* **CONSIGNA 1**
Vuelve a escribir sin cambios el pasaje del extracto del documento que empieza con "Me gusta la" y sigue hasta "agotado, sin tiempo.".

--- EXTRACTO DEL DOCUMENTO ---

Me gusta la vida enormemente…
César Vallejo
Terminan mis vacaciones de medio año. Dos
semanas que me han permitido hacer algunas cosas pendientes que se iban
postergando por los trabajos que muchas veces te dejaban agotado, sin tiempo.
Sin embargo, entre las múltiples labores, surgían mágicamente pequeños espacios
libres que eran motivo suficiente para saldar ciertas cuentas, por ejemplo,
embarcarme en agradables sesiones donde visionaba películas mudas. Encantado
disfrutaba de las bondades del cine silente al que algunos, equivocadamente,
llaman cine primitivo o “antiguallas”, al referirse despectivamente a estos
films: empero, qué actuales y modernas son Sunrise
(1927), una sencilla historia dramática que es una ofrenda insuperable al
amor; El maquinista de La General (1927), donde se teje la valentía del hombre
que nunca sonríe en actos atrevidos e ingenuos (puros, diría mejor) para
rescatar su tren y con él a su amada en plena Guerra de Secesión o El hombre de la cámara (1929), película
donde se desarrolla casi todas las posibilidades expresivas de este, para
entonces, nuevo arte a manera de canto optimista a los nuevos tiempos.
Ya en pleno disfrute de mis catorce días de
descanso, no solo visionaba películas (siempre lo hago), sino que saldaba
algunas deudas pendientes con ciertos libros que con mucha paciencia me
esperaban: Las palmeras salvajes de
William Faulkner (por cierto en traducción de Borges) novela que tanto marcara
a José María Arguedas, la deliciosa y nunca bien ponderada Memorias de Mamá Blanca de Teresa de la Parra y un libro breve y
contundente al cual siempre que puedo regreso: Los Ingar de Carlos Eduardo Zavaleta. Y música, mucha música (el
gran Johannes Brahms y sus conciertos para piano, Schubert y la brevedad eterna
de sus Impromptus, el vulnerable Schumann conmoviéndome con su Langsam, luego rock,
boleros, baladas, en fin): alguien por allí dijo alguna vez que vivir de
espaldas a la música era un error, suscribo esas palabras, las hago mías: no se
debe vivir sin música, no se puede, es imposible.

--- LISTADO DEL EJERCICIO ---

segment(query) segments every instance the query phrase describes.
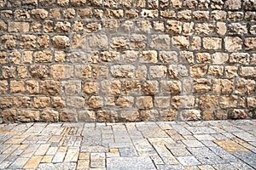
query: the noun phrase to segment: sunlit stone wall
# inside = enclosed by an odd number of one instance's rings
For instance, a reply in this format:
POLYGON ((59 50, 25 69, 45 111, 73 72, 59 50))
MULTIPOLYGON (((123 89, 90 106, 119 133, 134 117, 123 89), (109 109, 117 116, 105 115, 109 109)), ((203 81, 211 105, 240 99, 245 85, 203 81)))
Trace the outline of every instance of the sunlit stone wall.
POLYGON ((0 0, 0 117, 255 118, 255 0, 0 0))

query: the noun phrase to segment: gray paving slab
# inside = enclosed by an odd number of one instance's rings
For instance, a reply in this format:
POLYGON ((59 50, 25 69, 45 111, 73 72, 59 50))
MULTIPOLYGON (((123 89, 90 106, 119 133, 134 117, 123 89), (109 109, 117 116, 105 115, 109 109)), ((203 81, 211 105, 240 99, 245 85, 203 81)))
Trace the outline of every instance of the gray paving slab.
POLYGON ((149 157, 107 158, 107 170, 143 170, 156 169, 149 157))
POLYGON ((255 129, 255 120, 0 124, 0 168, 256 169, 255 129))

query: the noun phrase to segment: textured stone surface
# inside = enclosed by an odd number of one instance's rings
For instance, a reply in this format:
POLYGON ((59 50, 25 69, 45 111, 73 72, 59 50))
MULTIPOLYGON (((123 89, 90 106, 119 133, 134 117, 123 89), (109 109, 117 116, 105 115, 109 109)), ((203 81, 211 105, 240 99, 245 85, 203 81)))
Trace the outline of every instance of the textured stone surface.
POLYGON ((0 122, 255 118, 254 9, 253 0, 0 0, 0 122))

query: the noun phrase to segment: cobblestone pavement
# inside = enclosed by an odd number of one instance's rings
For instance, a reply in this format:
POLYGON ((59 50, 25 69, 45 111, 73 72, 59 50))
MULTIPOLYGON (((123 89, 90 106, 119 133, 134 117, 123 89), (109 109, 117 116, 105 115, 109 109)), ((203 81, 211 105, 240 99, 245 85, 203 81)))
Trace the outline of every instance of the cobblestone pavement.
POLYGON ((256 169, 256 120, 0 124, 2 169, 256 169))

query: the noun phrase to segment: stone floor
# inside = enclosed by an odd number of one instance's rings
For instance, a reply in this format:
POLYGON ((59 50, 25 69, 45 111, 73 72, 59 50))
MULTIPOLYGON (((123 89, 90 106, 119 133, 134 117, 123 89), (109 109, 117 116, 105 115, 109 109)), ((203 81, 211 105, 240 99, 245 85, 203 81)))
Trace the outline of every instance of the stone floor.
POLYGON ((256 169, 256 120, 0 124, 2 169, 256 169))

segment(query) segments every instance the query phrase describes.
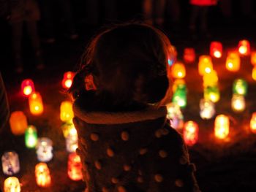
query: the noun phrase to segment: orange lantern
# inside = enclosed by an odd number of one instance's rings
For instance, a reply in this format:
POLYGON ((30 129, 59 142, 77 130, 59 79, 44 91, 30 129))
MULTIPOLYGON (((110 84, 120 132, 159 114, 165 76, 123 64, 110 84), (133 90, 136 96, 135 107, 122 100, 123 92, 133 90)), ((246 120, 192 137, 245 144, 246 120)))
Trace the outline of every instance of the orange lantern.
POLYGON ((42 96, 39 93, 34 92, 29 97, 29 110, 34 115, 41 115, 44 111, 42 96))
POLYGON ((256 112, 252 113, 250 121, 250 128, 252 133, 256 134, 256 112))
POLYGON ((45 163, 39 163, 35 166, 34 171, 37 184, 40 187, 50 185, 50 175, 48 166, 45 163))
POLYGON ((192 47, 185 48, 183 55, 184 61, 187 64, 191 64, 195 61, 195 49, 192 47))
POLYGON ((81 160, 75 153, 69 155, 67 175, 72 180, 80 180, 83 178, 81 160))
POLYGON ((72 72, 65 72, 63 75, 62 87, 64 88, 69 88, 73 82, 75 73, 72 72))
POLYGON ((230 51, 226 59, 226 69, 230 72, 237 72, 240 69, 240 56, 238 53, 230 51))
POLYGON ((199 74, 203 75, 206 73, 211 73, 213 70, 211 58, 209 55, 200 55, 198 62, 199 74))
POLYGON ((195 122, 189 120, 185 123, 183 137, 187 145, 192 146, 197 142, 198 131, 198 126, 195 122))
POLYGON ((238 42, 238 52, 242 55, 249 55, 250 54, 250 45, 247 40, 241 40, 238 42))
POLYGON ((9 122, 12 133, 15 135, 23 134, 28 127, 26 117, 22 111, 12 112, 9 122))
POLYGON ((186 76, 186 69, 181 62, 176 62, 172 66, 172 76, 176 79, 182 79, 186 76))
POLYGON ((219 42, 211 42, 210 55, 214 58, 221 58, 222 56, 222 44, 219 42))
POLYGON ((225 139, 230 131, 230 121, 227 116, 219 115, 215 118, 214 134, 219 139, 225 139))
POLYGON ((10 177, 4 180, 4 192, 20 192, 20 184, 16 177, 10 177))
POLYGON ((21 83, 21 92, 25 96, 34 92, 34 82, 30 79, 24 80, 21 83))

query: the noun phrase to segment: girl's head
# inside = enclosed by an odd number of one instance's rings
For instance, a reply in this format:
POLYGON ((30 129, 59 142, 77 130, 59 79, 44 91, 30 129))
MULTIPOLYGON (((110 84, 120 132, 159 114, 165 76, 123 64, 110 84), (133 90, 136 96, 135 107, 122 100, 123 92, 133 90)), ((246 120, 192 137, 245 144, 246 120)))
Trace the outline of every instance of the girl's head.
POLYGON ((69 91, 75 99, 110 110, 159 103, 169 88, 167 67, 173 55, 159 30, 141 23, 115 26, 90 42, 69 91))

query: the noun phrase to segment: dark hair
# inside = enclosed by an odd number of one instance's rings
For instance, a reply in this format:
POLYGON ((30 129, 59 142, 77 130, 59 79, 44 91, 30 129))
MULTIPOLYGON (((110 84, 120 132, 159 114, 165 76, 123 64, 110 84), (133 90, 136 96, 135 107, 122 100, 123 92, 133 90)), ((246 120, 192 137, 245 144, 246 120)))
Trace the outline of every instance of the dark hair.
POLYGON ((69 93, 93 110, 159 103, 169 88, 167 66, 173 55, 168 38, 159 29, 137 23, 114 26, 89 43, 69 93), (89 74, 96 90, 86 90, 89 74))

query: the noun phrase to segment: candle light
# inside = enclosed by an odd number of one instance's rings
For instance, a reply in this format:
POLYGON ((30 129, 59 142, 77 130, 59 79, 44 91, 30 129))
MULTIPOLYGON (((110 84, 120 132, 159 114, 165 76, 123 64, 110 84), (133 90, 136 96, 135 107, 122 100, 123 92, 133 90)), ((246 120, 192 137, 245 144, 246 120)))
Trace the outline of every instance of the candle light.
POLYGON ((16 177, 9 177, 4 180, 4 192, 20 192, 20 184, 16 177))
POLYGON ((12 112, 9 122, 12 133, 15 135, 23 134, 28 127, 26 117, 22 111, 12 112))
POLYGON ((37 159, 39 161, 50 161, 53 156, 53 142, 46 137, 38 139, 37 144, 37 159))
POLYGON ((185 48, 184 51, 183 59, 187 64, 195 62, 195 49, 192 47, 185 48))
POLYGON ((245 109, 244 96, 239 94, 233 94, 231 100, 231 107, 234 112, 242 112, 245 109))
POLYGON ((63 75, 62 87, 64 88, 69 88, 73 82, 75 73, 72 72, 67 72, 63 75))
POLYGON ((211 58, 209 55, 200 55, 198 62, 199 74, 203 75, 210 73, 213 70, 211 58))
POLYGON ((221 58, 222 56, 222 44, 219 42, 211 42, 210 55, 214 58, 221 58))
POLYGON ((233 84, 233 93, 246 96, 247 94, 247 82, 244 79, 236 79, 233 84))
POLYGON ((21 92, 25 96, 28 96, 34 92, 34 82, 31 80, 26 79, 23 80, 21 83, 21 92))
POLYGON ((194 145, 197 142, 198 131, 198 126, 195 122, 189 120, 185 123, 183 137, 187 145, 194 145))
POLYGON ((215 115, 214 103, 210 100, 201 99, 200 101, 200 116, 202 119, 211 119, 215 115))
POLYGON ((12 175, 20 171, 20 161, 16 152, 5 152, 1 156, 1 165, 4 174, 12 175))
POLYGON ((214 134, 219 139, 225 139, 230 131, 230 121, 227 116, 219 115, 215 118, 214 134))
POLYGON ((37 142, 37 128, 34 126, 29 126, 25 131, 25 144, 28 148, 34 148, 37 142))
POLYGON ((29 110, 34 115, 41 115, 44 110, 42 96, 39 93, 34 92, 29 97, 29 110))
POLYGON ((72 104, 71 101, 65 101, 61 104, 60 118, 62 121, 70 121, 74 118, 72 104))
POLYGON ((238 72, 240 69, 240 56, 238 53, 230 51, 227 53, 226 59, 226 69, 230 72, 238 72))
POLYGON ((45 163, 39 163, 35 166, 34 171, 37 185, 48 187, 50 185, 50 174, 48 166, 45 163))
POLYGON ((67 175, 72 180, 80 180, 83 178, 81 160, 75 153, 69 155, 67 175))

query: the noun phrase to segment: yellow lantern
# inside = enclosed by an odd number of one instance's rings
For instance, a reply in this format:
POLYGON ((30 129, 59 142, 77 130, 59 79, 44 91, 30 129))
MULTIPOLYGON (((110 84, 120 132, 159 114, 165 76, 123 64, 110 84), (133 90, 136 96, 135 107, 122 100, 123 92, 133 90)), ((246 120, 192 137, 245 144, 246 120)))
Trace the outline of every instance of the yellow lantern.
POLYGON ((206 73, 211 73, 213 70, 211 58, 209 55, 200 55, 198 62, 199 74, 203 75, 206 73))
POLYGON ((34 115, 41 115, 44 111, 42 96, 39 93, 34 92, 29 97, 29 110, 34 115))
POLYGON ((215 118, 214 134, 219 139, 225 139, 230 132, 230 120, 227 116, 219 115, 215 118))
POLYGON ((226 69, 230 72, 237 72, 240 69, 240 56, 238 53, 230 51, 227 53, 226 59, 226 69))
POLYGON ((4 180, 4 192, 20 192, 20 184, 16 177, 10 177, 4 180))
POLYGON ((61 104, 60 118, 62 121, 70 121, 74 118, 72 104, 71 101, 65 101, 61 104))
POLYGON ((28 122, 26 115, 22 111, 12 112, 9 121, 13 134, 20 135, 25 133, 28 127, 28 122))

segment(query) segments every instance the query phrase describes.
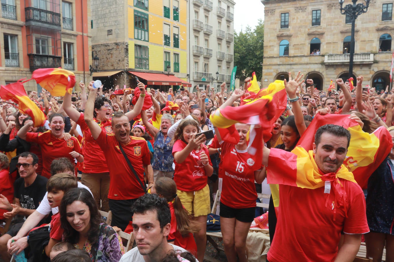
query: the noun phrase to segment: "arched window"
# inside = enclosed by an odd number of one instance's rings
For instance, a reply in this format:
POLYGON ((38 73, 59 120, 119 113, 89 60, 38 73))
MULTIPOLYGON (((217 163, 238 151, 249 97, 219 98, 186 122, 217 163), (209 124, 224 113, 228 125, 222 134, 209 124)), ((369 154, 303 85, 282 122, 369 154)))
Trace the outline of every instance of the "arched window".
POLYGON ((378 77, 374 80, 374 87, 377 91, 384 90, 386 88, 386 81, 383 77, 378 77))
POLYGON ((351 37, 348 35, 344 39, 343 53, 348 54, 350 52, 350 40, 351 37))
POLYGON ((391 36, 388 34, 382 35, 379 38, 379 52, 391 51, 391 36))
POLYGON ((311 55, 319 55, 320 54, 320 39, 317 37, 315 37, 310 40, 311 55))
POLYGON ((282 40, 279 44, 279 56, 288 56, 289 55, 289 41, 287 40, 282 40))

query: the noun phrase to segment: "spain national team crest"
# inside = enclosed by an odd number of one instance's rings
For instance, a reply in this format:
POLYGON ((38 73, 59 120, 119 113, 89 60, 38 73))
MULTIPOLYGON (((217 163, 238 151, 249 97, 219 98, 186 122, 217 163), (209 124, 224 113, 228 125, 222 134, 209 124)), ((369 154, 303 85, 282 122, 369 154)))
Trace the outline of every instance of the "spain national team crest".
POLYGON ((112 132, 112 128, 111 126, 107 126, 105 128, 105 131, 107 134, 111 134, 112 132))
POLYGON ((69 147, 74 147, 74 141, 71 139, 67 140, 67 146, 69 147))
POLYGON ((141 147, 134 147, 134 155, 136 156, 139 156, 141 155, 141 147))

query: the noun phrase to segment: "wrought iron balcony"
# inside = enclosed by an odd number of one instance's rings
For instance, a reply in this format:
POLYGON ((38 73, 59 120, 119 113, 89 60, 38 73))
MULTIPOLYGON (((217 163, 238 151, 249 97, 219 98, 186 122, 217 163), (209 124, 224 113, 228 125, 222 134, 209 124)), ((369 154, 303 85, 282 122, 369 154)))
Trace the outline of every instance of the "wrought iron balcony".
POLYGON ((224 60, 225 54, 224 52, 216 51, 216 59, 218 60, 224 60))
POLYGON ((19 55, 18 53, 5 53, 6 66, 9 67, 19 67, 19 55))
MULTIPOLYGON (((324 56, 324 62, 329 63, 349 63, 350 54, 332 54, 324 56)), ((372 64, 374 62, 374 54, 361 53, 354 54, 353 62, 358 64, 372 64)))
POLYGON ((202 6, 203 3, 203 0, 193 0, 193 4, 199 6, 202 6))
POLYGON ((63 17, 63 29, 72 31, 72 18, 63 17))
POLYGON ((212 30, 213 27, 208 24, 204 24, 204 33, 207 35, 212 35, 212 30))
POLYGON ((203 55, 203 47, 199 46, 193 46, 193 55, 203 55))
POLYGON ((225 32, 224 30, 223 30, 221 29, 216 29, 216 37, 217 38, 224 39, 225 35, 226 33, 225 32))
POLYGON ((209 0, 204 0, 204 6, 203 8, 208 11, 212 11, 213 4, 209 0))
POLYGON ((197 19, 193 20, 193 29, 196 31, 203 31, 203 22, 197 19))
POLYGON ((17 20, 17 12, 15 5, 10 5, 2 3, 1 12, 3 18, 13 20, 17 20))
POLYGON ((212 57, 212 49, 210 48, 204 48, 204 53, 203 56, 204 57, 212 57))
POLYGON ((74 71, 74 59, 64 58, 64 69, 74 71))
POLYGON ((226 16, 226 10, 223 7, 218 6, 216 7, 216 15, 224 17, 226 16))
POLYGON ((56 68, 61 67, 61 57, 48 55, 28 54, 30 71, 38 68, 56 68))
POLYGON ((60 14, 42 9, 28 7, 25 8, 26 22, 35 21, 60 26, 60 14))

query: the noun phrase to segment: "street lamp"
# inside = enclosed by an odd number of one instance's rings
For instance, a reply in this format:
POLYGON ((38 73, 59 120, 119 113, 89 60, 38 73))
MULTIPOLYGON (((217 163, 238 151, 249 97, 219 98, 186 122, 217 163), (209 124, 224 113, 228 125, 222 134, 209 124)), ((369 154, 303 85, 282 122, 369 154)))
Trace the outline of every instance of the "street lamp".
POLYGON ((92 65, 90 65, 89 66, 89 71, 90 71, 90 75, 91 75, 93 73, 93 72, 97 72, 97 67, 98 66, 98 60, 100 60, 100 59, 97 57, 96 55, 93 58, 93 62, 95 66, 96 67, 96 69, 95 69, 92 65))
POLYGON ((357 16, 363 13, 366 13, 369 6, 370 0, 365 0, 366 5, 362 4, 357 4, 357 0, 351 0, 353 4, 349 4, 342 7, 344 0, 339 0, 341 8, 341 14, 348 15, 351 19, 351 36, 350 39, 350 58, 349 62, 349 77, 353 76, 353 55, 354 55, 354 27, 357 16))

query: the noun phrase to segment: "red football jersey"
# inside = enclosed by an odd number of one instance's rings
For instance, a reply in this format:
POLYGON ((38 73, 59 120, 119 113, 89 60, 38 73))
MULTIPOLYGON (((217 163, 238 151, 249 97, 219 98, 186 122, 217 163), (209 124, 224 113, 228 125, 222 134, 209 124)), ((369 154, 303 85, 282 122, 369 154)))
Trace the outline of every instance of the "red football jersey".
MULTIPOLYGON (((151 156, 146 140, 130 136, 131 141, 122 145, 139 179, 144 183, 144 166, 151 164, 151 156)), ((105 152, 105 159, 110 170, 110 191, 108 198, 116 200, 138 198, 145 192, 127 164, 119 148, 115 134, 103 130, 96 140, 105 152)))
POLYGON ((28 133, 26 141, 35 142, 41 147, 43 156, 43 172, 41 175, 47 178, 50 177, 50 164, 52 160, 59 158, 67 158, 72 163, 74 158, 69 153, 75 151, 83 155, 81 145, 78 140, 72 136, 67 141, 63 138, 58 138, 52 135, 49 130, 44 133, 28 133))

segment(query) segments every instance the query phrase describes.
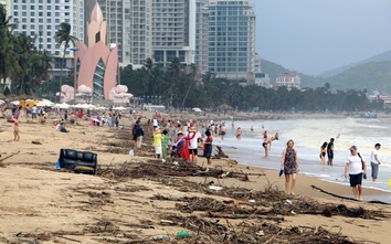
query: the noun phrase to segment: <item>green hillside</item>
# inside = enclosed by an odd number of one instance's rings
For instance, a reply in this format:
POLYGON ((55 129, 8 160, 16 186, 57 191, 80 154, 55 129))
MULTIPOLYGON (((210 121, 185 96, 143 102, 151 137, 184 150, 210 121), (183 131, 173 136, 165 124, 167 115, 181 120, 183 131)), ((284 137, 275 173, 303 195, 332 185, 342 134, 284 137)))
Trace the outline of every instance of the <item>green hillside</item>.
MULTIPOLYGON (((279 64, 262 60, 262 72, 271 77, 271 84, 276 84, 276 76, 289 71, 279 64)), ((299 73, 302 87, 320 87, 326 83, 331 85, 331 89, 367 89, 369 93, 377 89, 379 92, 391 92, 391 61, 369 62, 350 67, 330 77, 311 76, 299 73)))

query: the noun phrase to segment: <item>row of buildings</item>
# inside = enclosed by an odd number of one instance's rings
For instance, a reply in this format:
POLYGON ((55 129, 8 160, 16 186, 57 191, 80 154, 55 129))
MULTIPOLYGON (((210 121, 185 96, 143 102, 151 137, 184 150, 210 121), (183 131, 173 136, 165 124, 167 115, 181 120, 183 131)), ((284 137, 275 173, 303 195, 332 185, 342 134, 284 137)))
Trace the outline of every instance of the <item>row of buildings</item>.
MULTIPOLYGON (((14 34, 35 35, 35 45, 60 59, 59 24, 87 43, 87 24, 95 3, 107 22, 107 43, 116 43, 120 66, 141 66, 150 57, 166 67, 173 57, 183 66, 196 63, 200 74, 270 86, 255 53, 254 6, 249 0, 0 0, 18 26, 14 34)), ((72 45, 65 55, 72 67, 72 45)))

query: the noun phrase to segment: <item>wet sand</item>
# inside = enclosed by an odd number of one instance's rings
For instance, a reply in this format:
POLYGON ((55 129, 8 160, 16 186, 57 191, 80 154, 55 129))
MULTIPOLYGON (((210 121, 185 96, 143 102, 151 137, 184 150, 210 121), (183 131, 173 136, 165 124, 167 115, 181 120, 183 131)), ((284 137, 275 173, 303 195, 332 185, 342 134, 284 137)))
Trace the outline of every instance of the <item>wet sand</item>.
MULTIPOLYGON (((150 116, 149 114, 148 117, 150 116)), ((88 127, 89 121, 83 120, 75 129, 71 128, 71 132, 62 134, 55 131, 50 124, 53 119, 54 117, 51 117, 46 125, 40 125, 27 124, 22 118, 20 141, 13 141, 12 124, 0 120, 0 128, 3 130, 0 132, 2 156, 0 160, 20 151, 2 161, 2 168, 0 168, 0 242, 2 243, 22 243, 23 240, 40 240, 41 243, 108 243, 107 240, 125 243, 129 240, 138 240, 139 243, 151 243, 154 237, 160 235, 173 240, 179 231, 188 231, 197 235, 197 232, 180 225, 161 224, 161 220, 169 214, 188 215, 178 212, 178 204, 183 204, 182 202, 154 200, 154 195, 208 197, 219 201, 231 199, 191 189, 183 191, 182 188, 176 187, 181 181, 201 183, 213 181, 214 184, 225 187, 228 190, 277 188, 283 191, 284 189, 284 179, 278 177, 277 171, 247 167, 241 162, 233 166, 224 160, 213 160, 213 167, 225 172, 265 173, 266 176, 249 176, 249 181, 235 178, 173 177, 171 181, 175 183, 162 183, 151 177, 124 180, 115 176, 97 177, 59 171, 55 170, 55 162, 61 148, 95 151, 98 153, 98 165, 102 168, 120 167, 126 161, 134 165, 147 162, 151 159, 154 151, 148 142, 151 138, 146 138, 148 147, 142 152, 136 151, 136 157, 130 158, 127 153, 129 148, 108 146, 127 144, 121 138, 121 130, 118 132, 107 127, 88 127), (42 145, 32 144, 32 140, 41 141, 42 145), (146 157, 138 157, 138 155, 146 157)), ((126 116, 121 119, 121 124, 128 128, 133 123, 134 120, 128 120, 126 116)), ((142 119, 142 123, 146 120, 142 119)), ((128 145, 130 147, 131 142, 129 141, 128 145)), ((230 152, 226 151, 226 153, 230 152)), ((199 158, 198 165, 202 163, 207 165, 205 159, 199 158)), ((314 190, 310 185, 335 194, 352 195, 348 187, 299 174, 296 195, 282 194, 283 199, 275 205, 285 200, 290 200, 293 204, 316 201, 319 205, 345 204, 350 208, 391 212, 389 205, 337 199, 314 190)), ((364 189, 363 194, 384 193, 364 189)), ((209 221, 215 220, 204 218, 200 212, 193 212, 191 215, 209 221)), ((388 230, 391 227, 390 218, 362 219, 340 215, 327 218, 321 214, 286 214, 284 219, 284 221, 273 223, 287 230, 292 226, 316 229, 321 226, 330 233, 348 236, 347 240, 353 243, 363 242, 362 240, 388 243, 388 230)), ((247 219, 245 222, 256 225, 264 221, 247 219)), ((224 221, 220 223, 226 224, 224 221)), ((243 221, 230 220, 230 223, 233 230, 239 230, 243 221)), ((230 227, 230 225, 226 226, 230 227)), ((283 236, 282 240, 284 240, 283 236)))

---

* **CONSIGNA 2**
Identifica y copia cada línea del listado en la que aparezca la palabra "textured".

* **RESPUESTA ESCRITA 1**
Me gusta la vida enormemente…
César Vallejo
Terminan mis vacaciones de medio año. Dos
semanas que me han permitido hacer algunas cosas pendientes que se iban
postergando por los trabajos que muchas veces te dejaban agotado, sin tiempo.

* **RESPUESTA ESCRITA 2**
query: the noun phrase to segment: textured stone surface
Trace the outline of every instance of the textured stone surface.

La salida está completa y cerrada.